**Quoted text:**
--- begin ---

Lined paper with cursive writing, a pen, a cup of coffee and a variety of other desk items
I love the dark academia aesthetic :)

Welcome to the first of my posts on writing!

Today I’m going to be writing about “found forms”. Found forms are essentially taking mundane objects around you such as texts, tweets, instructions, documents, cards, receipts and turning them into a form of writing. Have you ever seen a story written in tweet form? How about as a receipt? “Found” comes from the fact that you find these objects around you.

As supported by Shields and Vollmer (2012), the 21st century is full of information, and the ‘genres and linguistic forms’ that structure that information can be restraining. If you look around you, language is expected to behave in a particular way in whatever form it’s using. But what if, instead of just a mundane document that you may not look twice at or an internet post you might just scroll by, we elevate the language in these forms to create a story. What if we make this artefact come alive in a new and exciting storytelling way?

--- end ---

**Exercise tasks:**
**1)** According to the post on found forms, what does the word "found" refer to?
**2)** List every mundane object the post on found forms gives as an example of something that can be turned into a form of writing.
**3)** Write the next paragraph of the post on found forms, following on after its final question.

**Records supplied:**
--- begin ---

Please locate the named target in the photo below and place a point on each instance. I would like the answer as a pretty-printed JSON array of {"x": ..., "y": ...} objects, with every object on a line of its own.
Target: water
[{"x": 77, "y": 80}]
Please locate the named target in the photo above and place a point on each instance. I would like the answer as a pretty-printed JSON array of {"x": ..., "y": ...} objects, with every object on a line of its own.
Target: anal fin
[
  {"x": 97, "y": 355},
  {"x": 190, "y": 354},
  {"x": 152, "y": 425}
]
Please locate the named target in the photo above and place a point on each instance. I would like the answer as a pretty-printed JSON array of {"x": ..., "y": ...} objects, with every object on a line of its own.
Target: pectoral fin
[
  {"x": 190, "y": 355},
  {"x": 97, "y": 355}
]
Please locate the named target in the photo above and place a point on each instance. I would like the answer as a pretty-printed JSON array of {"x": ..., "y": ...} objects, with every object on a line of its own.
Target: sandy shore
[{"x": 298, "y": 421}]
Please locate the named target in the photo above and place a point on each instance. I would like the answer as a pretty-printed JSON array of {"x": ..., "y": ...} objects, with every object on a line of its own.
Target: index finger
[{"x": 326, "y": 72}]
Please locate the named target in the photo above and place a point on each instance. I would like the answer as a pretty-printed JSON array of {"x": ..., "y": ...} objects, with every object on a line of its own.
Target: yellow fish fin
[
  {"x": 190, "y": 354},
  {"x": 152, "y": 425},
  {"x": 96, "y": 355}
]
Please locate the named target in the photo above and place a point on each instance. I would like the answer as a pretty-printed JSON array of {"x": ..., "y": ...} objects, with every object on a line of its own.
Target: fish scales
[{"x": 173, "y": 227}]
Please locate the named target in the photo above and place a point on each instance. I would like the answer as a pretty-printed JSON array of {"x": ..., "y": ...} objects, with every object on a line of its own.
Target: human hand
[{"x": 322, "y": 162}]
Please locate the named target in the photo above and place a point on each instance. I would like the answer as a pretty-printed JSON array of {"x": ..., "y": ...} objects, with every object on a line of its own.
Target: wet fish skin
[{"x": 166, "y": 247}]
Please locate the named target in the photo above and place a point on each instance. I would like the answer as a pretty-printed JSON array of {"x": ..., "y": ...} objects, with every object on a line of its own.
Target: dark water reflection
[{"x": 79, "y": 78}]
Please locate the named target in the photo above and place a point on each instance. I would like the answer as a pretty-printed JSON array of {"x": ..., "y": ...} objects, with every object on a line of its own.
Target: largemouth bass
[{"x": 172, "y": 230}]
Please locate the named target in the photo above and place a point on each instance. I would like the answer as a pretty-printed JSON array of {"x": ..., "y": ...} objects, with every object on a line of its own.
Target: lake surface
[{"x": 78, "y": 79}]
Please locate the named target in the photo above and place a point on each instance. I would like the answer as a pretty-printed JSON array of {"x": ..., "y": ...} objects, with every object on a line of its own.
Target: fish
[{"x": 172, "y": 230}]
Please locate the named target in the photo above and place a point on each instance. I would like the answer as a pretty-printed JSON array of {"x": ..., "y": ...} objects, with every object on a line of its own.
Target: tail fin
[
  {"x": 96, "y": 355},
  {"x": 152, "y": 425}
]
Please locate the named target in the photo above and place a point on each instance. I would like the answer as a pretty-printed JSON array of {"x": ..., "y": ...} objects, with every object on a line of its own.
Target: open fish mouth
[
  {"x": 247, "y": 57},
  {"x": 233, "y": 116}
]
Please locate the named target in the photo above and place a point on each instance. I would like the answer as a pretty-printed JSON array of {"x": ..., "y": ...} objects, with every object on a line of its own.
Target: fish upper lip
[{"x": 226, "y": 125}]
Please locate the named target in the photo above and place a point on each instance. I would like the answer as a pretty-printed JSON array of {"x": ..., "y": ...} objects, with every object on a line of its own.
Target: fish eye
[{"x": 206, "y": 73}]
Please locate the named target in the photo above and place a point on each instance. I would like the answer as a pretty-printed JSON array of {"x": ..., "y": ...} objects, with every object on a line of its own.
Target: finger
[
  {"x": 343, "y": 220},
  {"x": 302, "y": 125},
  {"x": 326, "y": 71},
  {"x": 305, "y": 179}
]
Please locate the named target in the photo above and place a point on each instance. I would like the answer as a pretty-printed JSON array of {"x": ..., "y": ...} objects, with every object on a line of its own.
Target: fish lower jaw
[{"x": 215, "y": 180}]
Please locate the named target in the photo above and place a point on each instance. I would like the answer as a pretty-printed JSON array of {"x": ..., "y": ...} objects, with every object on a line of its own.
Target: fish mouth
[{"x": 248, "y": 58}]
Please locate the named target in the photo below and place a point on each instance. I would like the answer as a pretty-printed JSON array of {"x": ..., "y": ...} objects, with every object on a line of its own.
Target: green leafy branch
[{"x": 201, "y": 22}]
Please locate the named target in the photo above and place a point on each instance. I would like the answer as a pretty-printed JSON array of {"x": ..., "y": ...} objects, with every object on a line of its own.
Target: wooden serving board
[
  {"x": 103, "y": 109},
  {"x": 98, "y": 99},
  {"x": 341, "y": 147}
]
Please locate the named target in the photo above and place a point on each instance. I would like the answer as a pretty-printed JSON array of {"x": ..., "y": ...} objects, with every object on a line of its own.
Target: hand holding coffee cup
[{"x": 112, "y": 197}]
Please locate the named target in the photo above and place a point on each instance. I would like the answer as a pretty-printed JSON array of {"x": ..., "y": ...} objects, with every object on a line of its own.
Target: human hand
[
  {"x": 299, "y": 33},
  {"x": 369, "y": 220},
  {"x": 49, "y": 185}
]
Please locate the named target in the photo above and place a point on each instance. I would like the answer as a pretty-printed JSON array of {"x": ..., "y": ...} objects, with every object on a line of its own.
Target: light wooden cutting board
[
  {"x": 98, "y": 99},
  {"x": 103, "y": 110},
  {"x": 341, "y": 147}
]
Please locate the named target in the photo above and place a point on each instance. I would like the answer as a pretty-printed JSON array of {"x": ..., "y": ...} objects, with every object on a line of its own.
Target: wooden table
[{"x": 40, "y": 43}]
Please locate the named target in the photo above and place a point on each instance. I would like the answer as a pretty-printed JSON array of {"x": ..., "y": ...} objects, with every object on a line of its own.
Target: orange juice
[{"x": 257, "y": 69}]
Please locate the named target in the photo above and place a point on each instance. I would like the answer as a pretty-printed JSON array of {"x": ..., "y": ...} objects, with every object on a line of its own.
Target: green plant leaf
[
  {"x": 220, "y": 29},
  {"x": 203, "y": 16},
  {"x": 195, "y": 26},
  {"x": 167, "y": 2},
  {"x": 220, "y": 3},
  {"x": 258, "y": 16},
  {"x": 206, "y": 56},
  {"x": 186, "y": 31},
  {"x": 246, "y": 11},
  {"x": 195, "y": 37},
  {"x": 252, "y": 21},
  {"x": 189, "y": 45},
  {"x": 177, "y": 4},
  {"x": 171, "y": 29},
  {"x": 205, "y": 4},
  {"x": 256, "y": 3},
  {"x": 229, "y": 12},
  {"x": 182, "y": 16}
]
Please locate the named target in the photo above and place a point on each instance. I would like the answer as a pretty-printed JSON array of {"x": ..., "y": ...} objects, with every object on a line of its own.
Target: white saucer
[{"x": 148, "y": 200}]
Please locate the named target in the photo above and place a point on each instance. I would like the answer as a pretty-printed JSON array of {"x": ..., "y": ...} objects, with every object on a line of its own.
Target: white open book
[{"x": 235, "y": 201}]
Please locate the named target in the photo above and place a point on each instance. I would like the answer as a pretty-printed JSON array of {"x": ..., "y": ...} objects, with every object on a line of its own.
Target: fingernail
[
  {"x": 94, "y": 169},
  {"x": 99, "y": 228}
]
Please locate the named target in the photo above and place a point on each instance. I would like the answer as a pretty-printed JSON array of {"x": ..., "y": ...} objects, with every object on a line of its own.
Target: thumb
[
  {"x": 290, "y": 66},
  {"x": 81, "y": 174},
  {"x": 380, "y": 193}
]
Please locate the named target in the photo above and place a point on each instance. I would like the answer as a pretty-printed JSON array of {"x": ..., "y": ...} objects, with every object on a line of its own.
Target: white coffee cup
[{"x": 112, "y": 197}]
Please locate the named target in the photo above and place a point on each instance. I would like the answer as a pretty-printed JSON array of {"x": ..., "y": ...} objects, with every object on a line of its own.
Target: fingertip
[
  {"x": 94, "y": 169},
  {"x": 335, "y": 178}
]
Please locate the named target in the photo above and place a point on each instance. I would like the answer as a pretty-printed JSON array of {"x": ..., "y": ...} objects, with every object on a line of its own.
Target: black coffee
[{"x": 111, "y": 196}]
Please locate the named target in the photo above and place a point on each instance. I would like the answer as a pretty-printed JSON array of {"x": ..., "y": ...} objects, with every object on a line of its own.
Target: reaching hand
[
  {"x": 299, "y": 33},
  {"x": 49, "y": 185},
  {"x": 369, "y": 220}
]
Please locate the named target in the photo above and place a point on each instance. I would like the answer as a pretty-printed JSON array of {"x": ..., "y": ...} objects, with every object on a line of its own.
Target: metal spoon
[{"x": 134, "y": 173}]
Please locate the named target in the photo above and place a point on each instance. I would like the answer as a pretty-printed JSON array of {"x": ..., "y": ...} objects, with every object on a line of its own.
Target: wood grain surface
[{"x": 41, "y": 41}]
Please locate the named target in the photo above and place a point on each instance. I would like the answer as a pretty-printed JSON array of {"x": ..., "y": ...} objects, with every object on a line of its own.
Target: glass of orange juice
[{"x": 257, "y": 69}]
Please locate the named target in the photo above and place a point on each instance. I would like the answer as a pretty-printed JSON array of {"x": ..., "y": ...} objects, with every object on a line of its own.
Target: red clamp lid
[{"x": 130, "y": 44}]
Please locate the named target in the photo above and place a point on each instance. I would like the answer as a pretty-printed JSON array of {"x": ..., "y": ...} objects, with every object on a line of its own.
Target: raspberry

--- end ---

**Final answers:**
**1)** It comes from the fact that you find these objects around you.

**2)** texts, tweets, instructions, documents, cards, receipts

**3)**
You may ask: what is the point of this? Well, using found forms could mean:

  • Authenticity
  • Freedom as writers
  • Meaning through subversion
  • Meaning through the form itself acting as a symbol/representing an idea
  • To enliven a mundane form

Vollmer (2015) says from his introduction to ‘21st Century Prose’ series:

  • ‘it seems weird that so many writers seem more interested in foregrounding story-or plot-than the language they rely on to tell that story.’
  • Vollmer wants ‘to experience the kind of narrative fueled by the idiosyncratic manner in which the writer sets words on the page’.
  • ‘to tap into modes of representation that exhibit an artist’ idiosyncratic and thus singular experience of being alive in the world’.

Below I will add an image of form prompts that you could possibly explore in your next short fiction endeavour!

So how do you use these found forms?

  • Know the rules of the form
  • Break them
  • How? Use unexpected language for that form; and
  • Put the form to a different use (i.e by having the form carry a story rather than an instruction/directions/proof/answers/whatever the expected content is)

Tips:

  • Choose a form that has meaning regarding your story
  • Know the architecture of the form
  • Signal the form clearly
  • Look to surprise within that form

That’s all for today!

Signing off,

Quinn.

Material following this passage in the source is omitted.